*Document excerpt*
Upload example.jpg to Files section of google colab

im = PILImage.create('example.jpg')
im

example

Use trained model

#|export
learn = load_learner('model.pkl')
learn.predict(im)
('above_average', tensor(0), tensor([0.5759, 0.4241]))
#|export
categories = ('Above Average', 'Below Average')

def classify_image(img):
  pred,idx,probs = learn.predict(img)
  return dict(zip(categories, map(float,probs)))
classify_image(im)
{'Above Average': 0.575865626335144, 'Below Average': 0.42413434386253357}

Lauch Gradio app

#|export
image = gr.inputs.Image(shape=(192,192))
label = gr.outputs.Label()
examples = ['example.jpg', 'above_average.jpg', 'below_average.jpg']
intf = gr.Interface(fn=classify_image, inputs=image, outputs=label, examples=examples)
intf.launch(inline=False,share=True)
<ipython-input-22-ad0da62d8b7b>:2: GradioDeprecationWarning: Usage of gradio.inputs is deprecated, and will not be supported in the future, please import your component from gradio.components
  image = gr.inputs.Image(shape=(192,192))
<ipython-input-22-ad0da62d8b7b>:2: GradioDeprecationWarning: `optional` parameter is deprecated, and it has no effect
  image = gr.inputs.Image(shape=(192,192))

*Raw records*

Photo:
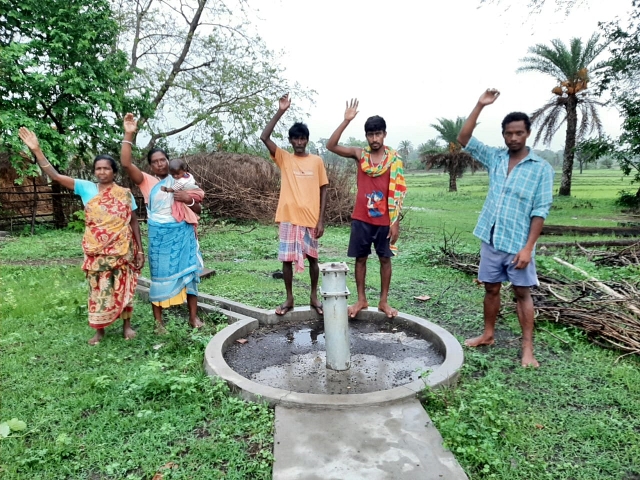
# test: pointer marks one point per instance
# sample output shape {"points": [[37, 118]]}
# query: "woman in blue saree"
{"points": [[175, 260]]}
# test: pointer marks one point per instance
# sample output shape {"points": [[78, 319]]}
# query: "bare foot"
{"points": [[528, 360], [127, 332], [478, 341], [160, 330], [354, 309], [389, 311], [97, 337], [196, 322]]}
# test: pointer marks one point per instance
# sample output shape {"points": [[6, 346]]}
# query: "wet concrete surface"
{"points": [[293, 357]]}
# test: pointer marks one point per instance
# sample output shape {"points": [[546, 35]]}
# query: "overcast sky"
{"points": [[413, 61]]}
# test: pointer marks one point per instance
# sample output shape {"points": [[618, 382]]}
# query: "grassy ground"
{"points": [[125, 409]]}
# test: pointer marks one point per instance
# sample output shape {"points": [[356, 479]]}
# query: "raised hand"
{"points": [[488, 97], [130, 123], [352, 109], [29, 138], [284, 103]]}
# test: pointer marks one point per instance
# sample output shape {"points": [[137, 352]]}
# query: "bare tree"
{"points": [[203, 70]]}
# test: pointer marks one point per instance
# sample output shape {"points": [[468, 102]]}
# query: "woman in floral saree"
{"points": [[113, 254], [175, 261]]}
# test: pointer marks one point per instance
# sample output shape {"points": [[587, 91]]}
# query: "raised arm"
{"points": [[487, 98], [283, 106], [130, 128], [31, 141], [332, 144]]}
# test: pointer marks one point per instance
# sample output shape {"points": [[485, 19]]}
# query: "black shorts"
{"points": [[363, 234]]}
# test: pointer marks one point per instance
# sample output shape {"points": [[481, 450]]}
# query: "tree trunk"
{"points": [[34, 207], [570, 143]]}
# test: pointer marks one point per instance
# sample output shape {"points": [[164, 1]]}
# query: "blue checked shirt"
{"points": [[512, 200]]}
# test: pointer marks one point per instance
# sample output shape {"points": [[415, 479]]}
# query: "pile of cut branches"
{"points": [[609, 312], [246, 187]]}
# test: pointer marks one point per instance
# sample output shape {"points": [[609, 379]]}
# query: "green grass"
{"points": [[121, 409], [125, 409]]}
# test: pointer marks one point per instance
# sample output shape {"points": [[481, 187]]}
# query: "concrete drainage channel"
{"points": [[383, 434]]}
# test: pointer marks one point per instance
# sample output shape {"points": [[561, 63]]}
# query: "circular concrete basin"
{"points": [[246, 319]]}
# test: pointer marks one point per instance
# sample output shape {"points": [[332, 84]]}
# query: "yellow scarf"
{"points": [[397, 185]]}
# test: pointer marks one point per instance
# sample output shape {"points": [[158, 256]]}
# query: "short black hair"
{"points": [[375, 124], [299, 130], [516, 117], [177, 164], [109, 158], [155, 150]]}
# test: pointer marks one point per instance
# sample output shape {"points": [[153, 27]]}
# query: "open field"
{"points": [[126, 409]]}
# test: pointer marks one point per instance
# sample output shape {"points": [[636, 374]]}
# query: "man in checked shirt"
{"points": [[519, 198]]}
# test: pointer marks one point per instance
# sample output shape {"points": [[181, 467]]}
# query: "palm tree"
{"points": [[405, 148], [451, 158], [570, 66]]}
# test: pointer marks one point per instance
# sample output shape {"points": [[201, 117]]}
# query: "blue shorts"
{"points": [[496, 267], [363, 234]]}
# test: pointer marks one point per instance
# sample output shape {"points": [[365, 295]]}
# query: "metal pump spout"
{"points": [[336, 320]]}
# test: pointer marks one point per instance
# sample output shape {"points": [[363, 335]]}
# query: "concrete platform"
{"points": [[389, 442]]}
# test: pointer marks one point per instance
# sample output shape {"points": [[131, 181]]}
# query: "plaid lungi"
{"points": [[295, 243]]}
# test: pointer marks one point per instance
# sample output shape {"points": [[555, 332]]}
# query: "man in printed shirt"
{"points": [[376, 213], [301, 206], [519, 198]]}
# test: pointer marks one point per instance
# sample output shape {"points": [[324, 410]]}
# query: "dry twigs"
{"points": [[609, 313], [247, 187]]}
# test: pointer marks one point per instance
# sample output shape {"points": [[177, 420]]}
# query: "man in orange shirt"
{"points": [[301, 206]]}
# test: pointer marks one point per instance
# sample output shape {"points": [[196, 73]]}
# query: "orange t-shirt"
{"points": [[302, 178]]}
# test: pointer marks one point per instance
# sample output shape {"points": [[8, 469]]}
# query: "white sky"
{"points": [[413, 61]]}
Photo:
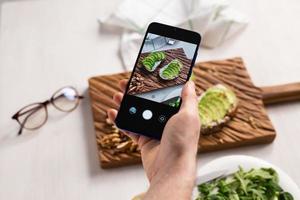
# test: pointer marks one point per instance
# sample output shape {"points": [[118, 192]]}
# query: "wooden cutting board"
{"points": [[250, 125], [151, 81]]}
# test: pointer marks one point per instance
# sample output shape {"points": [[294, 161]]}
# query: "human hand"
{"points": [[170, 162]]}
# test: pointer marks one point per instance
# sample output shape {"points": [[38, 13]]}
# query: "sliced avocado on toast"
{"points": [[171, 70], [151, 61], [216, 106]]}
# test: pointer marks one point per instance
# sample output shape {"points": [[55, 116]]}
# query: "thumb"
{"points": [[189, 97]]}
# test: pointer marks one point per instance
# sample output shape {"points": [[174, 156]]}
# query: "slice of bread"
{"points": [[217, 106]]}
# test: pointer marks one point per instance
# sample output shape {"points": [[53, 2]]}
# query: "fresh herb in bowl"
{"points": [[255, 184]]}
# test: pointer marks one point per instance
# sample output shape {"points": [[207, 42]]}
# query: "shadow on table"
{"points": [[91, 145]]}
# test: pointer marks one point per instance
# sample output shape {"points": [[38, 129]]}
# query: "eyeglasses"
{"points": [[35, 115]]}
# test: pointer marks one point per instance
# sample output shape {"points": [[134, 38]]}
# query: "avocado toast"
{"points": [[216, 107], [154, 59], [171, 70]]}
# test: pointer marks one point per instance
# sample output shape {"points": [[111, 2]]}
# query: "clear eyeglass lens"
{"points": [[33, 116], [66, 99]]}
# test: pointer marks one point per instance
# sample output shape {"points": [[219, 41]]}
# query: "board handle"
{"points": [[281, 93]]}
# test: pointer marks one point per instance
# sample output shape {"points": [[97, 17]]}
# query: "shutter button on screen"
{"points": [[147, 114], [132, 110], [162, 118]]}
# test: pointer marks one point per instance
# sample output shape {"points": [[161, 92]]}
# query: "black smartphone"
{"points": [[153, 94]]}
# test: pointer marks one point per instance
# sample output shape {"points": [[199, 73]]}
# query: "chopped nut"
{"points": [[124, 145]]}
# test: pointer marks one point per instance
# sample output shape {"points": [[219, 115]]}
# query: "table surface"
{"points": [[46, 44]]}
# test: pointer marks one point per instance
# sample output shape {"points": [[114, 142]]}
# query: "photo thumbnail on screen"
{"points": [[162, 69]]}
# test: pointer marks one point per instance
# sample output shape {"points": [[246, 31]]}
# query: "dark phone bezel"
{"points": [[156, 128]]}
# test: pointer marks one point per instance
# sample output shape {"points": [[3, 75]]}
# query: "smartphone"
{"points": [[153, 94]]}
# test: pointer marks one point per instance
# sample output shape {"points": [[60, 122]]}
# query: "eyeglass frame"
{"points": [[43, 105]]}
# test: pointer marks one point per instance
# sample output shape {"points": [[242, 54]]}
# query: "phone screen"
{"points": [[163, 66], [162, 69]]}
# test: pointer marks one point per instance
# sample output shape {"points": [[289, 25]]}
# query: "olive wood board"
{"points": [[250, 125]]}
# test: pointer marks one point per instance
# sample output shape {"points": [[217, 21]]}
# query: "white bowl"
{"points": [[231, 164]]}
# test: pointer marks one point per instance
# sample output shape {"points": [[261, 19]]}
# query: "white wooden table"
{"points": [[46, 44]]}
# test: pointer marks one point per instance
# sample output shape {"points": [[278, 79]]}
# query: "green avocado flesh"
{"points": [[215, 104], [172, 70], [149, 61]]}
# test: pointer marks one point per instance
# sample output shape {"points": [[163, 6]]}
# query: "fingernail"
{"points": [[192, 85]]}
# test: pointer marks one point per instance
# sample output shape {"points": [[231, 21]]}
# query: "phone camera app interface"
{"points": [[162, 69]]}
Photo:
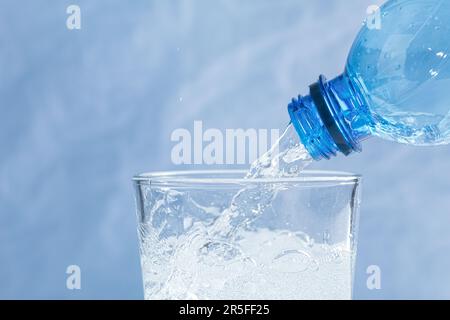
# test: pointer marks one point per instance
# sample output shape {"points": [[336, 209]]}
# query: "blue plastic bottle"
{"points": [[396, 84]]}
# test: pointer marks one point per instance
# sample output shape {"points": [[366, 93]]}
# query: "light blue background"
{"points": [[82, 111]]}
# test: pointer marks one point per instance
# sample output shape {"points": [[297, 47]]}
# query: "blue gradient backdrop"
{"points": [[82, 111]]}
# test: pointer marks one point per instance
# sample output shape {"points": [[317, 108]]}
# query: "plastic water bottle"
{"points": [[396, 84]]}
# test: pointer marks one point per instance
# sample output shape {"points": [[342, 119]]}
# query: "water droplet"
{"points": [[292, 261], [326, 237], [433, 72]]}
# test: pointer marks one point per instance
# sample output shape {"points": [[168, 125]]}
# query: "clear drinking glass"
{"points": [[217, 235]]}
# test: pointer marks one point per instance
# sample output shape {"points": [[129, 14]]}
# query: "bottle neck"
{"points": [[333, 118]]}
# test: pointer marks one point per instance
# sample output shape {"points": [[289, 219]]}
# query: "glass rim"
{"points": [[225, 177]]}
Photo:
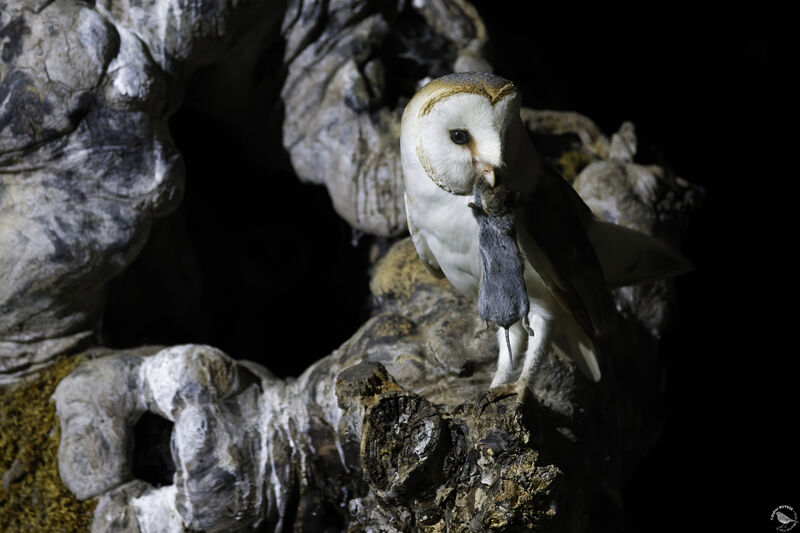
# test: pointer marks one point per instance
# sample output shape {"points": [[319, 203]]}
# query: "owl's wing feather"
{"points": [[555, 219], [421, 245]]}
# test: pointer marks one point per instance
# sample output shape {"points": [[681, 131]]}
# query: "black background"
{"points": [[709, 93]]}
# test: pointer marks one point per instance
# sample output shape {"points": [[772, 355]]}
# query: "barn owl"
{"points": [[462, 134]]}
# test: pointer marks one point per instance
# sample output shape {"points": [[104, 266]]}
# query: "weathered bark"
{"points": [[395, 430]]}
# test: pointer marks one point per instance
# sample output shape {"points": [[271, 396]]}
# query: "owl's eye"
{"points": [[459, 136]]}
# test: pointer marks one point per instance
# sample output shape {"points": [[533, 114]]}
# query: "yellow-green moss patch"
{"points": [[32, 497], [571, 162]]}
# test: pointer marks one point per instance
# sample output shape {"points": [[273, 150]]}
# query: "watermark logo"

*Brief 1*
In the notebook excerpt, which file is the trained model loaded from?
*Brief 2*
Write the next part of the Gradio notebook excerpt, picking up after its final line.
The items play no part in what follows and can be passed over.

*Exercise output 1*
model.pkl

*Exercise output 2*
<ipython-input-22-ad0da62d8b7b>:3: GradioDeprecationWarning: Usage of gradio.outputs is deprecated, and will not be supported in the future, please import your components from gradio.components
  label = gr.outputs.Label()
<ipython-input-22-ad0da62d8b7b>:3: GradioUnusedKwargWarning: You have unused kwarg parameters in Label, please remove them: {'type': 'auto'}
  label = gr.outputs.Label()


Colab notebook detected. To show errors in colab notebook, set debug=True in launch()
Running on public URL: https://08ffbbcc32701578cd.gradio.live

This share link expires in 72 hours. For free permanent hosting and GPU upgrades, run `gradio deploy` from Terminal to deploy to Spaces (https://huggingface.co/spaces)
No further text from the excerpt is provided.